Work to do: Can you output the records below exactly as they are written?

::: Items

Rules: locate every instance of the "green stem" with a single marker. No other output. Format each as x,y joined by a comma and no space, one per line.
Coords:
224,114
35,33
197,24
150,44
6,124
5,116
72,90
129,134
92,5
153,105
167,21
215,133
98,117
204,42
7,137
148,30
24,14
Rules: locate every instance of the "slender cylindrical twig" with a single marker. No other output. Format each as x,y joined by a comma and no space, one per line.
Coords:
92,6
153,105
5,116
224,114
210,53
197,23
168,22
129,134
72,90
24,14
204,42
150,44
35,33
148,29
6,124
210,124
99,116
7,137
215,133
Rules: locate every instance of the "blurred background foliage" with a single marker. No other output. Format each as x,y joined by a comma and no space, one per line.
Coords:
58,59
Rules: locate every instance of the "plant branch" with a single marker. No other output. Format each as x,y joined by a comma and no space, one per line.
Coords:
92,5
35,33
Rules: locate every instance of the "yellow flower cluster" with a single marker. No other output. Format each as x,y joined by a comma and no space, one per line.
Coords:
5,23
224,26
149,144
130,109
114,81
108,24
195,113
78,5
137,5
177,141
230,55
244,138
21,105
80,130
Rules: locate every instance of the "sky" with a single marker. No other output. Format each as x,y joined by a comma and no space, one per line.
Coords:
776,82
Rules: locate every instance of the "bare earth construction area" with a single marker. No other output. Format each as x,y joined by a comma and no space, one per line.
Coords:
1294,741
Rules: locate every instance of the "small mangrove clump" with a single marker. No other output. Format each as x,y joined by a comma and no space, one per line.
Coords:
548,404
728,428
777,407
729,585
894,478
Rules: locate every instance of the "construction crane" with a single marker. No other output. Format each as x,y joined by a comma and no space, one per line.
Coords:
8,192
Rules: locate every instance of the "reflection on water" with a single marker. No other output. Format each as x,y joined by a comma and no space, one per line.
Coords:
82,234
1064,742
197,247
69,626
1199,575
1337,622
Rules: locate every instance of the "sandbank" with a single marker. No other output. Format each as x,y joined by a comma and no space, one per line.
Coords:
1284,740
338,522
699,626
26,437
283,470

::::::

Solution for this exercise:
Rules: locate every instance of the "green stem" with a single marker. No other output. Format each as x,y joined by a comma and no space, one per line.
Coords:
224,114
35,33
197,24
150,44
6,124
5,116
72,90
129,134
92,5
153,105
167,21
215,133
98,117
204,42
7,137
148,30
24,14
Rules: locate every instance of the "slender cylindrical twig" with a single marker. No other output. Format each as x,y joined by a comma and no space, one per line.
Coords:
92,6
153,105
5,116
224,114
210,53
197,23
168,22
129,134
72,90
24,14
204,42
150,44
35,33
148,29
6,124
210,124
99,116
7,137
215,133
Rules: locate every instance of the "blurred background foliage" with a single marker. No other output. Format each as x,y joined by a comma and no space, one per line.
Coords:
58,59
Rules: locate every instance of the "plant branch" with a single marker. No other output. Format each as x,y joined by a comma and no space, one per line.
Coords:
92,5
35,33
Rules: locate every instance of the "yellow flower cluster" with a single marker. No other output. Format each as x,y joined by a comma and no space, one per line.
Coords:
5,23
224,26
149,144
130,109
114,81
108,24
195,113
78,5
137,5
177,141
230,55
244,138
21,105
80,130
Rules: locate every instance of the "sky" with a single marker. No other output. Format each as x,y joined by a comma and no space, one per line.
Coords:
776,82
Rules: locate every instance of the "bare earth construction area" with a single marker. No other output. Format each as x,y joined by a comma and no space, one per line.
Coords:
1294,741
Rules: locate every instance of the "small mangrove clump" with a single marker. No other output. Format each as x,y joined by a comma and no space, one per line.
Coords:
548,404
728,428
777,407
729,585
894,478
Rules: locate every instance of the "construction crane" with a single marker. No other output. Format each as x,y joined by a comma and no space, one per line.
Coords:
8,192
Rules: locate every instance of the "reflection on water" with a single marker. No other output. Format each as x,y joined by a comma and no space, one per line.
Coords:
82,234
1064,742
197,247
69,626
1199,575
1337,622
Rules: locate every instance of the "sandbank" with a single marker. No other output. Format each as x,y joined by a comma and no space, one per line.
Coords:
1284,740
338,522
699,626
26,437
283,470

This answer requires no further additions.